WHAT YOU HAVE TO DO: Extract every line of the items below without changing anything, but leave the pictures out.

Data for coordinate labeling
···
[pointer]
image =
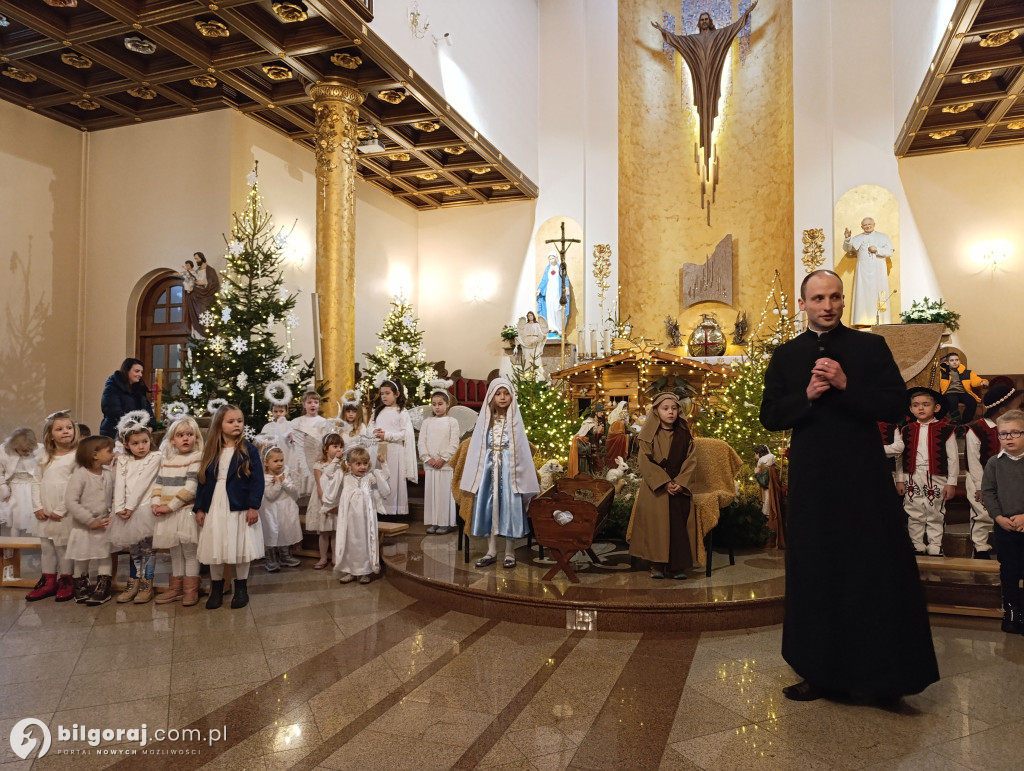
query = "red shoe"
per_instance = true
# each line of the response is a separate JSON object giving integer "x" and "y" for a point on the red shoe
{"x": 66, "y": 589}
{"x": 47, "y": 587}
···
SOLUTION TO THIS EXERCISE:
[pointer]
image =
query = "red shoe"
per_instance = true
# each line of the response is a separate JSON object giving integer "x" and "y" for a point on the red shoe
{"x": 66, "y": 589}
{"x": 47, "y": 587}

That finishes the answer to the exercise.